**TASK GOAL:** Copy out all of the data below word for word, leaving out the pictures.

---

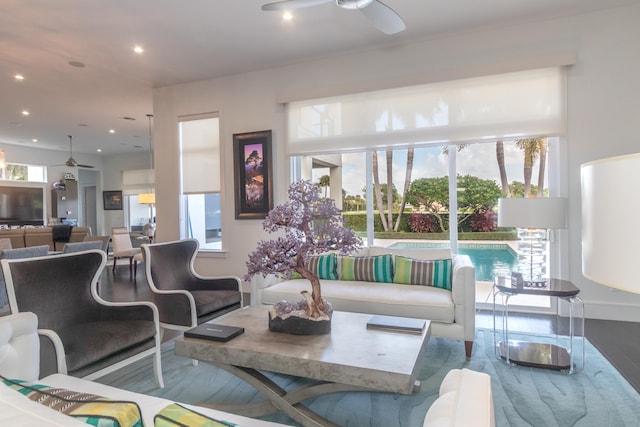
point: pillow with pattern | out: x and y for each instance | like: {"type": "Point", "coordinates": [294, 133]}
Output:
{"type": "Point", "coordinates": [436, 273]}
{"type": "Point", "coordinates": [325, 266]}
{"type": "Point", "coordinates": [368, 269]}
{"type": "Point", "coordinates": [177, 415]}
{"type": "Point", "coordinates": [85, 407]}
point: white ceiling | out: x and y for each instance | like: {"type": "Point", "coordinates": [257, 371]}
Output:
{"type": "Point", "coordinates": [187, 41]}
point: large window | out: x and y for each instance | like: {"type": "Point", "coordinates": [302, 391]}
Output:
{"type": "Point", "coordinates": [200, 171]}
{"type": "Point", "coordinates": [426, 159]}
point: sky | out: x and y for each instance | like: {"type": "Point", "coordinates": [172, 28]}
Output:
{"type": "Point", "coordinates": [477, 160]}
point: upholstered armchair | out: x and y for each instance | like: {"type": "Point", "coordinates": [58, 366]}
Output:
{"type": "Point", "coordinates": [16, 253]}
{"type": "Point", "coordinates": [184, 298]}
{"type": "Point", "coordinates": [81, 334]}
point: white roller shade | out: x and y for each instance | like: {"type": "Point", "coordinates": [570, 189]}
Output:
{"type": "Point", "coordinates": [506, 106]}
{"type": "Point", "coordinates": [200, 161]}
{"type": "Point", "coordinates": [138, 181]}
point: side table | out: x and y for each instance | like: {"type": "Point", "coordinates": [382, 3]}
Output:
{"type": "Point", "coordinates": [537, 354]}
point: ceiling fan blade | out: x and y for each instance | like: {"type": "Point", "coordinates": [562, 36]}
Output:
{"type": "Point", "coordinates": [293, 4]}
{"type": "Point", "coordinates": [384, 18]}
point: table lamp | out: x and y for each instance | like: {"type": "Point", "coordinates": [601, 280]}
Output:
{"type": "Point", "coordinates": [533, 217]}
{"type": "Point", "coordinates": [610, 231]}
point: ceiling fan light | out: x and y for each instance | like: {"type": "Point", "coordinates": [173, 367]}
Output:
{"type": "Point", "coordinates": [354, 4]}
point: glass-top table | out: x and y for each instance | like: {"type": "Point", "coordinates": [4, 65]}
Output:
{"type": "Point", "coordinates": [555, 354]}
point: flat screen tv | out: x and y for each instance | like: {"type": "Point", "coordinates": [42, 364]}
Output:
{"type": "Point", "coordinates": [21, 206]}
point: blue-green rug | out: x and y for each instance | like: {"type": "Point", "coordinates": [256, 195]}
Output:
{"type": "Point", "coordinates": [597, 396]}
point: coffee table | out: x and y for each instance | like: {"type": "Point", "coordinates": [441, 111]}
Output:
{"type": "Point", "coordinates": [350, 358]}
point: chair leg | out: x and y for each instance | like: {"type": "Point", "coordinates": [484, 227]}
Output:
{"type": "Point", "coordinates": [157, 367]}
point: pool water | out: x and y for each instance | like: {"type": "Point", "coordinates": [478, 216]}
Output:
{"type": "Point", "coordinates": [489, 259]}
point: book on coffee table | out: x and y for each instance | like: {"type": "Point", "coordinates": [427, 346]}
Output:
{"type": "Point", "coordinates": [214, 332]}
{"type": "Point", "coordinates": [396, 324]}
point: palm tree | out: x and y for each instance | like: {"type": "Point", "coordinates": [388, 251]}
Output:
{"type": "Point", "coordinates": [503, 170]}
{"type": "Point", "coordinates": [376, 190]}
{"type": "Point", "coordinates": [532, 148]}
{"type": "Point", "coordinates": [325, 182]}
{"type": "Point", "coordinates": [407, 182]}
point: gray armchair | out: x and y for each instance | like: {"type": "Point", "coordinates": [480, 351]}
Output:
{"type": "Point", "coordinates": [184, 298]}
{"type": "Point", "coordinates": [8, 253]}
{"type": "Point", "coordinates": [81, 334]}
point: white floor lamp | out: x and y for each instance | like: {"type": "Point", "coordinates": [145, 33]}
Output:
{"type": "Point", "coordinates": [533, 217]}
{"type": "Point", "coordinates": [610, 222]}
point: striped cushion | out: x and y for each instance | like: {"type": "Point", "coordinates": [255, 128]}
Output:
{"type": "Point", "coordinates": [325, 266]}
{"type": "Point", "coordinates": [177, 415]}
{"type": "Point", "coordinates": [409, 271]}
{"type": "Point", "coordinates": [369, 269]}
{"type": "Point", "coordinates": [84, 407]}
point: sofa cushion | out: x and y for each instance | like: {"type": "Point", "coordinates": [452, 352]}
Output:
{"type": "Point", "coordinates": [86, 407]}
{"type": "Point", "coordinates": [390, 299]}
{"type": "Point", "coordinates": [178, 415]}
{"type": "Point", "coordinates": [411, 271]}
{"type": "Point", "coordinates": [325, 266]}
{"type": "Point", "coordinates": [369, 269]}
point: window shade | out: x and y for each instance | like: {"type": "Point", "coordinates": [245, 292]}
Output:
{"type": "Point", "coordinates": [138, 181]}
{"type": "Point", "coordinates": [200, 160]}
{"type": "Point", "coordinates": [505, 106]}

---

**SOLVED EXERCISE:**
point: pillow with pattern | out: x and y for each instance | like: {"type": "Point", "coordinates": [294, 133]}
Output:
{"type": "Point", "coordinates": [436, 273]}
{"type": "Point", "coordinates": [325, 266]}
{"type": "Point", "coordinates": [368, 269]}
{"type": "Point", "coordinates": [177, 415]}
{"type": "Point", "coordinates": [85, 407]}
point: white ceiling | out: x and y for each instance | like: {"type": "Point", "coordinates": [257, 371]}
Output:
{"type": "Point", "coordinates": [187, 41]}
point: large window | out: x and y for each instance | like: {"type": "Point", "coordinates": [302, 391]}
Output:
{"type": "Point", "coordinates": [200, 171]}
{"type": "Point", "coordinates": [426, 159]}
point: sky | out: x and y for each instance | like: {"type": "Point", "coordinates": [172, 28]}
Output:
{"type": "Point", "coordinates": [477, 160]}
point: upholstered armchair | out: x and y for each instance | like: {"type": "Point", "coordinates": [58, 366]}
Output:
{"type": "Point", "coordinates": [16, 253]}
{"type": "Point", "coordinates": [184, 298]}
{"type": "Point", "coordinates": [81, 334]}
point: white roller shade | out: x and y for each instance | like: {"type": "Point", "coordinates": [570, 189]}
Output:
{"type": "Point", "coordinates": [506, 106]}
{"type": "Point", "coordinates": [200, 161]}
{"type": "Point", "coordinates": [138, 181]}
point: side table | out: x and y for each instance | like: {"type": "Point", "coordinates": [382, 3]}
Output:
{"type": "Point", "coordinates": [537, 354]}
point: ceiling fan blade | out: x and y for each instance | like: {"type": "Point", "coordinates": [562, 36]}
Output:
{"type": "Point", "coordinates": [293, 4]}
{"type": "Point", "coordinates": [384, 18]}
point: table lamp | out: x and y for each instance | like: {"type": "Point", "coordinates": [601, 280]}
Output:
{"type": "Point", "coordinates": [533, 217]}
{"type": "Point", "coordinates": [610, 231]}
point: ceiling fan light | out: x and y for each instance | like: {"type": "Point", "coordinates": [173, 367]}
Output:
{"type": "Point", "coordinates": [354, 4]}
point: glass-top table | out: x and y for each instance | like: {"type": "Point", "coordinates": [4, 65]}
Output:
{"type": "Point", "coordinates": [555, 354]}
point: flat screen tv | out: x and y for each instance | like: {"type": "Point", "coordinates": [42, 364]}
Output:
{"type": "Point", "coordinates": [21, 206]}
point: blue-green rug | out: x and y for each instance | like: {"type": "Point", "coordinates": [256, 195]}
Output:
{"type": "Point", "coordinates": [597, 396]}
point: coffee table | out: x and y for each instance | like: {"type": "Point", "coordinates": [441, 111]}
Output:
{"type": "Point", "coordinates": [350, 358]}
point: chair leg | out: x and y for each instance | like: {"type": "Point", "coordinates": [484, 227]}
Output:
{"type": "Point", "coordinates": [157, 367]}
point: pool water | out: x and y for each instance | like: {"type": "Point", "coordinates": [478, 216]}
Output:
{"type": "Point", "coordinates": [489, 259]}
point: book on coffee table | out: x and y for each instance | like: {"type": "Point", "coordinates": [427, 346]}
Output:
{"type": "Point", "coordinates": [214, 332]}
{"type": "Point", "coordinates": [396, 324]}
point: palm tree | out: x and y for each instance | like: {"type": "Point", "coordinates": [388, 251]}
Output:
{"type": "Point", "coordinates": [503, 170]}
{"type": "Point", "coordinates": [376, 190]}
{"type": "Point", "coordinates": [532, 148]}
{"type": "Point", "coordinates": [325, 182]}
{"type": "Point", "coordinates": [407, 182]}
point: gray armchair | out: x and y for each instance | like: {"type": "Point", "coordinates": [480, 351]}
Output:
{"type": "Point", "coordinates": [184, 298]}
{"type": "Point", "coordinates": [8, 253]}
{"type": "Point", "coordinates": [81, 334]}
point: white floor lamp | out: x and y for each instance | like: {"type": "Point", "coordinates": [145, 33]}
Output:
{"type": "Point", "coordinates": [533, 217]}
{"type": "Point", "coordinates": [610, 222]}
point: striped cushion | out: x and y for each instance | like: {"type": "Point", "coordinates": [255, 128]}
Output:
{"type": "Point", "coordinates": [325, 266]}
{"type": "Point", "coordinates": [177, 415]}
{"type": "Point", "coordinates": [409, 271]}
{"type": "Point", "coordinates": [369, 269]}
{"type": "Point", "coordinates": [84, 407]}
point: sofa cushion | out: x and y for each instance | like: {"type": "Point", "coordinates": [452, 352]}
Output:
{"type": "Point", "coordinates": [86, 407]}
{"type": "Point", "coordinates": [390, 299]}
{"type": "Point", "coordinates": [178, 415]}
{"type": "Point", "coordinates": [411, 271]}
{"type": "Point", "coordinates": [325, 266]}
{"type": "Point", "coordinates": [369, 269]}
point: window shade | out: x and y for each instance | like: {"type": "Point", "coordinates": [245, 292]}
Output:
{"type": "Point", "coordinates": [138, 181]}
{"type": "Point", "coordinates": [200, 160]}
{"type": "Point", "coordinates": [505, 106]}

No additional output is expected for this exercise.